PROBLEM A - In the book review below, in which province did Hagan serve as an intelligence officer?

SOURCE EXCERPT -
Thompson on Hagan, 'To Vietnam in Vain: Memoir of an Irish-American Intelligence Advisor, 1969-1970'
Edward A. Hagan. To Vietnam in Vain: Memoir of an Irish-American Intelligence Advisor, 1969-1970. Jefferson: McFarland, 2015. 232 pp. $29.95 (paper), ISBN 978-0-7864-9967-0.
Reviewed by Robert Thompson (University of Southern Mississippi)
Published on H-War (October, 2016)
Commissioned by Margaret Sankey
In To Vietnam in Vain: Memoir of an Irish-American Intelligence Advisor, 1969-1970, Edward A. Hagan recounts his memories of the Vietnam War. The book fluctuates between Hagan’s life in America, his family history, and, most significant, his experiences in the Mekong Delta province of Phong Dinh as a US Army intelligence officer attached to Civil Operations and Revolutionary Development Support (CORDS) Advisory Team 56. Hagan’s memoir is arranged into fifty-five brief chapters, excluding preface, preamble, and introduction. The last chapter, “A Prayer for the Kids of Cooper Street,” functions as a conclusion. Throughout his memoir, Hagan takes readers through a series of related stories in the fashion of Tim O’Brien’s The Things They Carried (1990). Hagan places his work in the context of other famous Vietnam War memoirs, including Tim O’Brien’s If I Die in a Combat Zone: Box Me Up and Ship Me Home (1973), Philip Caputo’s A Rumor of War (1977), and Michael Herr’s Dispatches (1977). As noted by Hagan, none of these other books deal with the experiences of a US advisor.
Throughout his memoir, Hagan juxtaposes his family history and upbringing with his US Army experiences in the Republic of Vietnam. Indeed, he seamlessly connects his Vietnam War experiences with those of his life back in the Unites States. Before leaving for South Vietnam, for example, he was visited by his uncle. During the encounter, Hagan’s uncle reminded him of his Irish roots and the need to live up to his ancestors’ supposed warrior tradition.
At least for Vietnam War scholars, the author’s views on the war itself are the most revealing aspects of the memoir. To Vietnam War in Vain demonstrates the effect of Vietnam War historiography on Vietnam veterans. For example, Hagan writes that Nick Turse’s highly contentious work, Kill Anything That Moves: The Real American War in Vietnam (2013), influenced his views of the war.[1] Hagan recalls: “I participated in the missions that Turse cites specifically, but I can’t deny he has made a very disturbing case for the routineness of American atrocities” (p. 59). He adds: “My Lai was more the norm than the exception. And, in the wake of reading Turse, I do question the military validity of the operations I went on during my year as an army intelligence advisor to the Vietnamese Popular and Regional Forces. I wasn’t a major monster; after all, I never fired my M-16 on those missions—a kind of technical virginity. Claiming innocence on such grounds makes me feel like a ‘flabby devil,’ to use Joseph Conrad’s phrase in Heart of Darkness” (pp. 59-60). With these words, Hagan lends support to Turse’s main argument that the US military purposefully committed atrocities against the South Vietnamese people on a massive, nationwide scale.

PROBLEM B - How many lines of the records below contain the string "leaf"? Case counts. Reply with the number alone.

INPUT DATA -
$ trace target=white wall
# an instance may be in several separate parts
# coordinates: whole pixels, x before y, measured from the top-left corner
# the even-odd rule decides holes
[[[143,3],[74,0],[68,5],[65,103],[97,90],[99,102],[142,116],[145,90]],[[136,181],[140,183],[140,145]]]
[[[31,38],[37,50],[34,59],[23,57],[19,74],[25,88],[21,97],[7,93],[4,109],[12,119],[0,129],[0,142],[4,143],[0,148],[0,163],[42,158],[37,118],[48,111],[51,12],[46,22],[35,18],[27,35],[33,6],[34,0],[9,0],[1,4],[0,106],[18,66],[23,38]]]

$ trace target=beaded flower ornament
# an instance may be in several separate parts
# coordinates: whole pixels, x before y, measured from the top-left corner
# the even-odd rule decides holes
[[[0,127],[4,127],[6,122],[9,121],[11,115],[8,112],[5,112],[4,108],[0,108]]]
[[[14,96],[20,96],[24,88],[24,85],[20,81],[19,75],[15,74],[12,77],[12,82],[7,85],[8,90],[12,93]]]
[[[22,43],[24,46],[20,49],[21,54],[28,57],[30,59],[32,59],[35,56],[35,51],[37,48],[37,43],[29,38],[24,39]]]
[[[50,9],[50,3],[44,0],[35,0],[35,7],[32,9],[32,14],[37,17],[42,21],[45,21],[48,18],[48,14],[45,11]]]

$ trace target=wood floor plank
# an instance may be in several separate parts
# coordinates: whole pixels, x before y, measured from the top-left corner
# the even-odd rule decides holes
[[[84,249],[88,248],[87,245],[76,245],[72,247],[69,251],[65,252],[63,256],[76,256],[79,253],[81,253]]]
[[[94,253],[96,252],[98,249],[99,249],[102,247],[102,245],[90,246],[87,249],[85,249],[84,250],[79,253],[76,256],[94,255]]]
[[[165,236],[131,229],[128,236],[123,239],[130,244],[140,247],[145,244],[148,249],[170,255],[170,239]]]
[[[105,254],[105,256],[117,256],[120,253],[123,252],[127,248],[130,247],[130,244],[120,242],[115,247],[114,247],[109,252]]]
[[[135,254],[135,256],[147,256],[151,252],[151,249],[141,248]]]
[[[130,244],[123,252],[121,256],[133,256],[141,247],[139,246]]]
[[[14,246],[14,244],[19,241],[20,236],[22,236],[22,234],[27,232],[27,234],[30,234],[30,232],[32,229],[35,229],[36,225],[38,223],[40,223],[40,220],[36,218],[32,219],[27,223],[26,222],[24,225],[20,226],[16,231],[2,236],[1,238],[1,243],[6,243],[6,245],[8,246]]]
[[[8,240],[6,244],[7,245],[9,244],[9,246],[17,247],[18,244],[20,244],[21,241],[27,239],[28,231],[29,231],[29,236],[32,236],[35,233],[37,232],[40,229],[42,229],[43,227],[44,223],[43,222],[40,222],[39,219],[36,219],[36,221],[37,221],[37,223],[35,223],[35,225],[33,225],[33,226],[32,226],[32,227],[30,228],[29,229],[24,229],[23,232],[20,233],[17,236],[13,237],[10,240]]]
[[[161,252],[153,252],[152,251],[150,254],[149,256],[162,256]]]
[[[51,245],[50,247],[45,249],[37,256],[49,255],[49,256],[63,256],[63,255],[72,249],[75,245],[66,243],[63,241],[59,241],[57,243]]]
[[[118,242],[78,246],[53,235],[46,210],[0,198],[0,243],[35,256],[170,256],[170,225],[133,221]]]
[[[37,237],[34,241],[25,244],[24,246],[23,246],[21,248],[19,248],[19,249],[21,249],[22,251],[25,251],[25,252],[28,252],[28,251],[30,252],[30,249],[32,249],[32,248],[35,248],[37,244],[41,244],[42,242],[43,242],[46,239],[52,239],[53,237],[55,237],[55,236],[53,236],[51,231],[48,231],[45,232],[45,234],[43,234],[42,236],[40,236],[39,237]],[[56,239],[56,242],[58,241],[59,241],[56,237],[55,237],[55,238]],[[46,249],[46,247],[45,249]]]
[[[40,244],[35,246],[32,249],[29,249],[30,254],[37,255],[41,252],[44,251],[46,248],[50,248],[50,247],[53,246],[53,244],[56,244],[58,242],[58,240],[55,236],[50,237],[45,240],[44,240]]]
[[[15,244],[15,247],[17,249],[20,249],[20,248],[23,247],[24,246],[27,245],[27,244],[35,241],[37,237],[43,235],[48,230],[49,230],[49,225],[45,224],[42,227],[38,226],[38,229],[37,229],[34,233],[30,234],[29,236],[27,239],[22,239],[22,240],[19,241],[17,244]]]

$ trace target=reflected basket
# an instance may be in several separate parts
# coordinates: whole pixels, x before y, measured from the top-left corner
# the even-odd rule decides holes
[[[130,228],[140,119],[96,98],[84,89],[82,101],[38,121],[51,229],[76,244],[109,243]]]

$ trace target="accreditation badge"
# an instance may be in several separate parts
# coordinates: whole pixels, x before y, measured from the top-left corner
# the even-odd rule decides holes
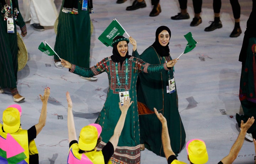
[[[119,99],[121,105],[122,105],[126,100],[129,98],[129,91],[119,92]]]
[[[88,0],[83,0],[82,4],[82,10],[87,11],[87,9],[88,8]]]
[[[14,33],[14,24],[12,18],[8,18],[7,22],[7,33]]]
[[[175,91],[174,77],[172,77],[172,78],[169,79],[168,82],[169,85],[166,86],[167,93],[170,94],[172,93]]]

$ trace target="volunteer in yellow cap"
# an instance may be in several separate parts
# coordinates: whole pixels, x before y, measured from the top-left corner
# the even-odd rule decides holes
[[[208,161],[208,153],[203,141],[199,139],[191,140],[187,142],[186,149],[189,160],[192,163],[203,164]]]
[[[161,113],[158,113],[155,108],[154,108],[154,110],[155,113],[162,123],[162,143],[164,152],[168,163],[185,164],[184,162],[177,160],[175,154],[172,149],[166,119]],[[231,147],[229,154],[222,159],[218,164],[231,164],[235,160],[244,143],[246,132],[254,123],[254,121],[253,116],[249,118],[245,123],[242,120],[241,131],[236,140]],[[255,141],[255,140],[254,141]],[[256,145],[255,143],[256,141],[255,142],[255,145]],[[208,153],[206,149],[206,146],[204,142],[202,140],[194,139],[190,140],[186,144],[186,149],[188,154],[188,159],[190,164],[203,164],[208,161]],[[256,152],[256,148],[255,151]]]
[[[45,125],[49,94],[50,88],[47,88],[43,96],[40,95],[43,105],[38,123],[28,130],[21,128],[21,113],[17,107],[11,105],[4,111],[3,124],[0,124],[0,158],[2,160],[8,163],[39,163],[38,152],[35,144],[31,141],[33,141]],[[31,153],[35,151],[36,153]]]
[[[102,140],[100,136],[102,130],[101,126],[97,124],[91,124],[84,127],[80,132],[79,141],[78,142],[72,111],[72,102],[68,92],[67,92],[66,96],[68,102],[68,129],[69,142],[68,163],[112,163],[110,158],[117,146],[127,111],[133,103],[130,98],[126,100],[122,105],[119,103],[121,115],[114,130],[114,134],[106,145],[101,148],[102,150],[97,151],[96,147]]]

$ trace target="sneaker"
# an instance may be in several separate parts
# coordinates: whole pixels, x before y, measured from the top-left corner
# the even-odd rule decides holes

...

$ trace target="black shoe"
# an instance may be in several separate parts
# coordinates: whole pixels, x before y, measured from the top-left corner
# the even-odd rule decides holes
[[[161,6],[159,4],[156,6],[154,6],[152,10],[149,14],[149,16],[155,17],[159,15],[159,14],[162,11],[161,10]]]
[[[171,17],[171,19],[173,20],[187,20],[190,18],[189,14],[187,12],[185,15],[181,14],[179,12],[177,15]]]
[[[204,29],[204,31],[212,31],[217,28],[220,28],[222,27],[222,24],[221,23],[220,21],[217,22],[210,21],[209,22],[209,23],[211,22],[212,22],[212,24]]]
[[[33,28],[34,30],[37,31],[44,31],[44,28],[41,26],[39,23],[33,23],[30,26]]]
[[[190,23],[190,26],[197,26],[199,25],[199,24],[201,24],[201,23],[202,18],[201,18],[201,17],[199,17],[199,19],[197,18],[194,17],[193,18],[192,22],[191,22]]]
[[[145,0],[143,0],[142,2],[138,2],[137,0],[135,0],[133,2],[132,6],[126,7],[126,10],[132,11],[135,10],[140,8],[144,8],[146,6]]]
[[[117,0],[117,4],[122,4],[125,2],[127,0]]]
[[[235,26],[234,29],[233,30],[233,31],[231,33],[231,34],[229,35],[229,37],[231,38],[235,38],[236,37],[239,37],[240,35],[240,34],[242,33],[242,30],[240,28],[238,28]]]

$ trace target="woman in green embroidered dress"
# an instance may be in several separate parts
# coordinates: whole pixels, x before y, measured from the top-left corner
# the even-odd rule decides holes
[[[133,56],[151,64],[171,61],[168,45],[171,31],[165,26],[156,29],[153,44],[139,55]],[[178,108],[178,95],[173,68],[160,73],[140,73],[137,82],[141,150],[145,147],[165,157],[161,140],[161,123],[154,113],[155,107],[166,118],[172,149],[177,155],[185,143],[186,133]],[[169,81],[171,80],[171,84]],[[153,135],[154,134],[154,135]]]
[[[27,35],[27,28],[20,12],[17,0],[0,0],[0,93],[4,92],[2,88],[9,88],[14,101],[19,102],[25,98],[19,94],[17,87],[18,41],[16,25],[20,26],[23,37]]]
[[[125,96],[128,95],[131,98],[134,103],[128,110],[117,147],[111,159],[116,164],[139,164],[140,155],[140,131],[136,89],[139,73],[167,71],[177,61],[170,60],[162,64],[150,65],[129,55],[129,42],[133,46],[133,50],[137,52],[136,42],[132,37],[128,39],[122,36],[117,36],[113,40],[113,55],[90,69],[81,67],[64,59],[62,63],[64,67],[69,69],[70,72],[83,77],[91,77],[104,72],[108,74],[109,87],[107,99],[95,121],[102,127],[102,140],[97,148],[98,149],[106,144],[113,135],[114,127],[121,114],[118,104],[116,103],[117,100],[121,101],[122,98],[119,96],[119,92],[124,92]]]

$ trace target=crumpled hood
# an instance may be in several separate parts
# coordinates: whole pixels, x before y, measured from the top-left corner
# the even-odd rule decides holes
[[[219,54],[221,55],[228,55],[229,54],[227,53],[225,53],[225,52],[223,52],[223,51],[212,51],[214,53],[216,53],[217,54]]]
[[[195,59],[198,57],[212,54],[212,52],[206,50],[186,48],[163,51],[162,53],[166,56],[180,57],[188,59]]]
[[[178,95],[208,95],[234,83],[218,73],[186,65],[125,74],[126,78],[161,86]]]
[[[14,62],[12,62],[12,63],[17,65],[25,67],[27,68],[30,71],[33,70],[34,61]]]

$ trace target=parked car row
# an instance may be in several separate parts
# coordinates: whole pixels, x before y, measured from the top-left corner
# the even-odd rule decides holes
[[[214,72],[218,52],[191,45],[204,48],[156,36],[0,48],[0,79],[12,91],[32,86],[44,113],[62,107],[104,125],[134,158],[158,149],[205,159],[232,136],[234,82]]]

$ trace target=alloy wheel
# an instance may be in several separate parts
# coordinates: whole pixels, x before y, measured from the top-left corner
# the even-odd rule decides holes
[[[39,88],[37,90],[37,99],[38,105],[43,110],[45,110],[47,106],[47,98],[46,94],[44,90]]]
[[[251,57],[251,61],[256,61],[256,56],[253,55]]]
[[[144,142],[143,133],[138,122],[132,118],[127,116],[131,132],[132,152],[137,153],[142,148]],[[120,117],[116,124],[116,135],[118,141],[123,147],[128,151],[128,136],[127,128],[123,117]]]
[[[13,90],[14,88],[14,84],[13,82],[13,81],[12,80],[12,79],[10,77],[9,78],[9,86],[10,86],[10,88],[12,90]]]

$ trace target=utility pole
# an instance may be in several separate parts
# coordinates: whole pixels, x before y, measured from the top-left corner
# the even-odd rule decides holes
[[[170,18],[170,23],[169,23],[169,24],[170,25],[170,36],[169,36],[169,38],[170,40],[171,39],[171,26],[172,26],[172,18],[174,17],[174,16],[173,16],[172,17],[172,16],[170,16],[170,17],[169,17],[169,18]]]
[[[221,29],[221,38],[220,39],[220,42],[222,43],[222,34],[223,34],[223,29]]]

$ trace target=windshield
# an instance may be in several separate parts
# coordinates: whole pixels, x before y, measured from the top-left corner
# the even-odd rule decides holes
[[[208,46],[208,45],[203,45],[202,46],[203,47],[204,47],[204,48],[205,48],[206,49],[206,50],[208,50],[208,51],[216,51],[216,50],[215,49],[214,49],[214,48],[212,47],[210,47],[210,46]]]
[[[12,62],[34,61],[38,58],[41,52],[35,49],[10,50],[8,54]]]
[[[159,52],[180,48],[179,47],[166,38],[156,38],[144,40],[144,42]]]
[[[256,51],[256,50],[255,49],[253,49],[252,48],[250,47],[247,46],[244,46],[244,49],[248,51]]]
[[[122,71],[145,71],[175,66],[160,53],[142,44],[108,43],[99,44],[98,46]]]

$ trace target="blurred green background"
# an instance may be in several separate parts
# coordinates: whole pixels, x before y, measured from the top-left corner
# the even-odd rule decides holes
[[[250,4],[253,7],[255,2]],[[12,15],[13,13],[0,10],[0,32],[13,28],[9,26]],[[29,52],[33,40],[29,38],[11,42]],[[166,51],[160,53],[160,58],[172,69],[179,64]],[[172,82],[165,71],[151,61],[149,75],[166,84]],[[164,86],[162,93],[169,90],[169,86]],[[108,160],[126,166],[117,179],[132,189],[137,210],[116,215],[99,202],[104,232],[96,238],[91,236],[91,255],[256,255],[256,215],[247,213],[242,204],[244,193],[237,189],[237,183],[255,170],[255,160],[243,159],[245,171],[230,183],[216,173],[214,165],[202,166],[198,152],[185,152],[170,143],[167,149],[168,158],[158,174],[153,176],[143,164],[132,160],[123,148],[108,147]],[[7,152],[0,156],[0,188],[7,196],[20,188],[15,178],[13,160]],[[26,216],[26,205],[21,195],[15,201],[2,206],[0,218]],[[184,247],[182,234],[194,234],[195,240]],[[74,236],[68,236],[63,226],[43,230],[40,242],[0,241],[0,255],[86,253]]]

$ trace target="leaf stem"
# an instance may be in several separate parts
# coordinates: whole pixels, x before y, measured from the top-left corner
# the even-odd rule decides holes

--

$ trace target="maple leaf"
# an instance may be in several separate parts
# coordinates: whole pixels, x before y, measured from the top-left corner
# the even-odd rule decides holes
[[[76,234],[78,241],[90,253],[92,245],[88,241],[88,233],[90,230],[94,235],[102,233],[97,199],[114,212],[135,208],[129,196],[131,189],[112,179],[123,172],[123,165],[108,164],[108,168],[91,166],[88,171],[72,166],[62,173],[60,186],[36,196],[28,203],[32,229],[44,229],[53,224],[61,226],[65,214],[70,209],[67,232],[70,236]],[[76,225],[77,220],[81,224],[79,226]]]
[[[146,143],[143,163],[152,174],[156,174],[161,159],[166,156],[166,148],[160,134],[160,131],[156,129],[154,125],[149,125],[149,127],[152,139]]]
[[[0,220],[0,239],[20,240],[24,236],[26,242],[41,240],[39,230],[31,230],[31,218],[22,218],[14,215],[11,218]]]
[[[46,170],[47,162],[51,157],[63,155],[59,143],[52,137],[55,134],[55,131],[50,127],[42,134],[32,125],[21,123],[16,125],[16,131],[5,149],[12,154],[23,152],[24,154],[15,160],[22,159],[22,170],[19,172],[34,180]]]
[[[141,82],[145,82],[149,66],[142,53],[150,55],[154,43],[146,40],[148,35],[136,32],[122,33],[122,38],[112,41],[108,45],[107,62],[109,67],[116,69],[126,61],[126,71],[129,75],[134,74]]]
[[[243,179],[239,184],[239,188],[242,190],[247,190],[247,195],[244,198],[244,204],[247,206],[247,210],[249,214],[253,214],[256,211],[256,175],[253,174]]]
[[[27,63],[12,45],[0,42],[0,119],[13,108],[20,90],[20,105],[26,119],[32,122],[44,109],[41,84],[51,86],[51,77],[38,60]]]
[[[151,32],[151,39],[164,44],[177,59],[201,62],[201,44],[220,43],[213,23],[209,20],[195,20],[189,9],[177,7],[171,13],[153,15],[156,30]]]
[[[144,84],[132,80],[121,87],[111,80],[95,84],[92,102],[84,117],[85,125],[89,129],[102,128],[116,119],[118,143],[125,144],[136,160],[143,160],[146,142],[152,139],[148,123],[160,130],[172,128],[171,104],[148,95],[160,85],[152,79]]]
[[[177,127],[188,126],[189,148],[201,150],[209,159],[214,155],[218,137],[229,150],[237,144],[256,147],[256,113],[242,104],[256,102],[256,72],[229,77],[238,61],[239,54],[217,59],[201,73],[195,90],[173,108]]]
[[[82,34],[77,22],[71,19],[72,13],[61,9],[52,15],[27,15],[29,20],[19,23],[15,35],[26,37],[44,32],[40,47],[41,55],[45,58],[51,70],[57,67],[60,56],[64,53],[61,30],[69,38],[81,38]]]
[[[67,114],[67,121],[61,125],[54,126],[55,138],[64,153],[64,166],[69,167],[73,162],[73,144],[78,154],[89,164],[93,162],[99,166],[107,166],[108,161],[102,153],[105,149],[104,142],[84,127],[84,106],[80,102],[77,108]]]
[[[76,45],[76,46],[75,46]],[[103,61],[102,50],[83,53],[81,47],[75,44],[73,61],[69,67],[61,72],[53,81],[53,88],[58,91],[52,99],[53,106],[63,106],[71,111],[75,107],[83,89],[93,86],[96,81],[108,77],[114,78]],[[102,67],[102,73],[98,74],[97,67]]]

FULL SOLUTION A - Phong Dinh, in the Mekong Delta

FULL SOLUTION B - 2